**What to do**.
**A.** In the Devil's Ditch listing, repeat word for word the part that opens with the words containing "An 870m length" and closes with "oldest designation records.".
**B.** Summarize the Devil's Ditch listing in two sentences.

───── Extracted text

Latitude: 50.8659 / 50°51'57"N

Longitude: -0.7914 / 0°47'29"W

OS Eastings: 485145.105867

OS Northings: 108077.141109

OS Grid: SU851080

Mapcode National: GBR DGC.QQ6

Mapcode Global: FRA 967T.7HJ

Entry Name: Devil's Ditch, section extending 960yds (870m) S of Lavant House

Scheduled Date: 24 January 1935

Source: Historic England

Source ID: 1005876

English Heritage Legacy ID: WS 80

County: West Sussex

Civil Parish: Lavant

Traditional County: Sussex

Lieutenancy Area (Ceremonial County): West Sussex

Church of England Parish: Lavant St Mary

Church of England Diocese: Chichester

Summary

An 870m length of Devil’s Ditch running WSW from Centurion Way toward Little Tomlins Copse.

Source: Historic England

Details

This record was the subject of a minor enhancement on 27 October 2014. The record has been generated from an "old county number" (OCN) scheduling record. These are monuments that were not reviewed under the Monuments Protection Programme and are some of our oldest designation records.

──────────
───── Extracted data

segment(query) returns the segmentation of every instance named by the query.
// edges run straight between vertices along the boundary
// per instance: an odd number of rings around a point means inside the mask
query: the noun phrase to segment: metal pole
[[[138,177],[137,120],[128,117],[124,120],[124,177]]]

──────────

**Final results**.
**A.**
An 870m length of Devil’s Ditch running WSW from Centurion Way toward Little Tomlins Copse.

Source: Historic England

Details

This record was the subject of a minor enhancement on 27 October 2014. The record has been generated from an "old county number" (OCN) scheduling record. These are monuments that were not reviewed under the Monuments Protection Programme and are some of our oldest designation records.

**B.** The record covers an 870m length of Devil's Ditch in the civil parish of Lavant, West Sussex, running WSW from Centurion Way toward Little Tomlins Copse, and it was scheduled on 24 January 1935. It was generated from an old county number scheduling record, was not reviewed under the Monuments Protection Programme, and received a minor enhancement on 27 October 2014.